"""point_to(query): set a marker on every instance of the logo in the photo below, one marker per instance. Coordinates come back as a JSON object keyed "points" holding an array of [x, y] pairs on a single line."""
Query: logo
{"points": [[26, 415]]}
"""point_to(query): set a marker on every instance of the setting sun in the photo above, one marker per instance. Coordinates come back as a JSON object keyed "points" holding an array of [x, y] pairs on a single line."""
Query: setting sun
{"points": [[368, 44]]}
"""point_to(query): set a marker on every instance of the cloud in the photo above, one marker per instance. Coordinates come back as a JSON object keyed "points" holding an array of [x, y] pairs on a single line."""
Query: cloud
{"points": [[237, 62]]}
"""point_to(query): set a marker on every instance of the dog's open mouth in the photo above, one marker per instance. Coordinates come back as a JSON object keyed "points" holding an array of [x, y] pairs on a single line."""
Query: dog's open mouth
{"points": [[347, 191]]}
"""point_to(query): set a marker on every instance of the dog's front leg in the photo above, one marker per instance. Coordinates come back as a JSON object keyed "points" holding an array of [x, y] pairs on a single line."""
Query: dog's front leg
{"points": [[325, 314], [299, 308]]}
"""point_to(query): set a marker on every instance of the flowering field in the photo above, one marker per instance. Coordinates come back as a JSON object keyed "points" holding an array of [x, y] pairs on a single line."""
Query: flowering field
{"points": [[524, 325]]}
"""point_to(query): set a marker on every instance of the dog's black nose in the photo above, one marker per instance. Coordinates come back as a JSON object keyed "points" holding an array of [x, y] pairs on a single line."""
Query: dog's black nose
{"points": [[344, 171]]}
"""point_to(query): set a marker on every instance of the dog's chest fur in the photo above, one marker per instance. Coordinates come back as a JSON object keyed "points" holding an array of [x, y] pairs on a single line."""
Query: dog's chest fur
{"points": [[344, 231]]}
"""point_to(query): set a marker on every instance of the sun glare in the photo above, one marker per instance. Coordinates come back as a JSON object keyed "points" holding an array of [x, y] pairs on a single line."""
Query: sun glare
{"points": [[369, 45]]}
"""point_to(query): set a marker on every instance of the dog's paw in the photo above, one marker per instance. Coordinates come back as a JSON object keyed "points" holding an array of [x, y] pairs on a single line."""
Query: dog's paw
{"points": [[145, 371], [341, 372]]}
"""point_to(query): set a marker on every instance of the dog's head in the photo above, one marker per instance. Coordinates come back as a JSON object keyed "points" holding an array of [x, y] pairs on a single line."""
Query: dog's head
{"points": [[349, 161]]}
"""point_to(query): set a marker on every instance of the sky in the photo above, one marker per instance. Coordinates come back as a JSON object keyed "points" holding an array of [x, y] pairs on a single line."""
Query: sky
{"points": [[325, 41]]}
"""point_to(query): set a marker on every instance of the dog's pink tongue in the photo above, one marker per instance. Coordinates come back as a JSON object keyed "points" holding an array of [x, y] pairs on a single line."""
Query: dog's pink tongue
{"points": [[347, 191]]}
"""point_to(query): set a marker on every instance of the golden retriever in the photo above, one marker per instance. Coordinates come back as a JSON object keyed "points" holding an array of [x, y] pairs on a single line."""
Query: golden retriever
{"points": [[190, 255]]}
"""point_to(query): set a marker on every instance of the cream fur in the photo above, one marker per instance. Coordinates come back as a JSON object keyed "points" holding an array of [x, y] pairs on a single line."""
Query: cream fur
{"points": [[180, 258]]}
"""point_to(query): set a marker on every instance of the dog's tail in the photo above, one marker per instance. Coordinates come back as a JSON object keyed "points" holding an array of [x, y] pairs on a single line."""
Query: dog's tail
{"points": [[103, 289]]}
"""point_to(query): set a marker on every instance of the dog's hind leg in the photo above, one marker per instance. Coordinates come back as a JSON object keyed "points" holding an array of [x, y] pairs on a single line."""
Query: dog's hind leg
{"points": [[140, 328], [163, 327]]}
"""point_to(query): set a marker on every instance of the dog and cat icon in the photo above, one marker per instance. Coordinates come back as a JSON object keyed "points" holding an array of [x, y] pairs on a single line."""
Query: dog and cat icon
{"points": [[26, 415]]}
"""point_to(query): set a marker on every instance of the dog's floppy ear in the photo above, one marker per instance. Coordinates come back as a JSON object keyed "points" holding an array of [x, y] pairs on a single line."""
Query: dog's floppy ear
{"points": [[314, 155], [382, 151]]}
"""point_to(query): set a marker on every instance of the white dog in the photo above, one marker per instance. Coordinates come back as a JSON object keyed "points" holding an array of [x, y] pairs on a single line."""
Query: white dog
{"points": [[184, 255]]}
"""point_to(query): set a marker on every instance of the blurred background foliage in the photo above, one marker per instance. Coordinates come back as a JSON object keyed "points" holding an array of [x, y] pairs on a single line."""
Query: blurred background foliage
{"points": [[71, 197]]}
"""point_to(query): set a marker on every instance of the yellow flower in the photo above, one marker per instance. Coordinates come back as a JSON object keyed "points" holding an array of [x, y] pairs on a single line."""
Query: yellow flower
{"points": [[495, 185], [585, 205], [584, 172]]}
==*==
- TASK ITEM -
All entries must come back exactly as they were written.

- RESPONSE TO THIS TASK -
"""point_to(query): set a marker on every instance of the logo in the photo below, one marker per instance. Coordinates come back as a JSON object keyed "points" holding an array of [x, y] pairs on a single line."""
Query: logo
{"points": [[26, 415]]}
"""point_to(query): set a marker on every instance of the setting sun in the photo above, one marker per instance. Coordinates come back as a JSON object keyed "points" holding an array of [x, y] pairs on a single line."""
Query: setting sun
{"points": [[368, 44]]}
"""point_to(query): set a marker on every instance of the cloud in the photo above, one marker per instance. Coordinates come back as a JSON object keyed "points" holding an array of [x, y] pairs on a single line."""
Query: cloud
{"points": [[237, 62]]}
"""point_to(query): set a marker on every instance of the dog's open mouth in the photo above, one marker per instance. Coordinates come back as a JSON object keyed "points" holding an array of [x, y] pairs on a single line."""
Query: dog's open mouth
{"points": [[347, 191]]}
"""point_to(query): set a marker on every instance of the dog's front leg in the photo above, one marker per instance. Coordinates come back as a JSON object keyed "points" holding an array of [x, y] pairs on a single line."""
Query: dog's front leg
{"points": [[325, 314], [299, 308]]}
"""point_to(query): set a marker on every instance of the flowering field in the photo above, one marker per instance. Coordinates come back as a JSON object keyed "points" holding an array of [x, y] pairs on a single line."""
Query: flowering field
{"points": [[524, 325]]}
"""point_to(query): set a marker on every instance of the dog's black nose in the photo above, one marker per instance. Coordinates come back as a JSON object keyed "points" holding an array of [x, y] pairs on a single line."""
Query: dog's black nose
{"points": [[344, 171]]}
"""point_to(query): set a marker on every instance of the dog's chest fur in the photo above, one marker per instance. Coordinates come back as a JSON object keyed "points" holding an array of [x, y] pairs on a single line."""
Query: dog's chest fur
{"points": [[344, 231]]}
"""point_to(query): set a marker on every instance of the sun glare in the photo above, one marker per instance. Coordinates come back as a JSON object keyed "points" holding an array of [x, y] pairs on a single line."""
Query: sun glare
{"points": [[369, 45]]}
"""point_to(query): set a marker on every instance of the dog's paw in the photo above, one marker per instance. Coordinates come back as a JSON object keyed "points" holding an array of [x, y] pairs on a single line."""
Query: dog's paw
{"points": [[145, 371], [341, 372]]}
"""point_to(query): set a marker on every instance of the dog's head in the photo above, one marker per instance. Coordinates come back as a JSON object keyed "points" holding an array of [x, y] pairs on a single line."""
Query: dog's head
{"points": [[349, 161]]}
"""point_to(query): set a marker on every instance of the sky in the photo above, one marker per instance. Coordinates come back as a JSON object keyed "points" holding an array of [x, y] pairs on a single line."""
Query: sky
{"points": [[325, 41]]}
"""point_to(query): set a marker on every instance of the dog's pink tongue in the photo above, one marker per instance. Coordinates come back as a JSON object keyed "points" holding an array of [x, y] pairs on a single line."""
Query: dog's pink tongue
{"points": [[347, 191]]}
"""point_to(query): set a marker on every instance of the golden retriever in the photo above, one marker per instance. Coordinates come back as a JSON object keyed "points" holding an array of [x, y] pairs on a single line."""
Query: golden retriever
{"points": [[190, 255]]}
"""point_to(query): set a marker on every instance of the cream fur in the photo above, one marker per instance. Coordinates come back as a JSON object keyed "points" holding an array of [x, y] pairs on a single line."""
Query: cream fur
{"points": [[180, 258]]}
"""point_to(query): set a marker on every instance of the dog's tail in the photo above, one marker per instance. Coordinates come back as a JSON object keyed "points" holding an array of [x, y] pairs on a single line."""
Query: dog's tail
{"points": [[103, 289]]}
"""point_to(query): set a marker on every instance of the dog's hind leg in the photo above, one marker per instance. Coordinates come back as a JSON object keyed "points" holding an array of [x, y] pairs on a single line."""
Query: dog's hind leg
{"points": [[140, 328], [163, 327]]}
"""point_to(query): set a marker on every instance of the dog and cat icon in the photo above, one marker per instance. Coordinates come back as a JSON object keyed "points" holding an array of [x, y] pairs on a single line."""
Query: dog and cat icon
{"points": [[26, 415]]}
"""point_to(query): set a marker on every instance of the dog's floppy ear in the photo above, one marker per instance. Coordinates come back as a JSON object keyed "points" holding an array of [x, y] pairs on a single line."""
Query: dog's floppy ear
{"points": [[314, 155], [382, 151]]}
"""point_to(query): set a marker on every instance of the white dog in the photo above, one marker per instance. Coordinates come back as a JSON object keyed "points" holding an array of [x, y] pairs on a single line."""
Query: white dog
{"points": [[184, 255]]}
"""point_to(query): set a marker on every instance of the blurred background foliage in the photo above, one marker per instance. Coordinates come back as a JSON object keyed "points" holding an array of [x, y] pairs on a single line."""
Query: blurred background foliage
{"points": [[71, 197]]}
"""point_to(query): set a marker on every instance of the yellow flower in the photo above, one marker per instance. Coordinates come back as a JSON object keyed "points" holding an array of [x, y] pairs on a single line."""
Query: yellow flower
{"points": [[495, 185], [585, 205], [584, 172]]}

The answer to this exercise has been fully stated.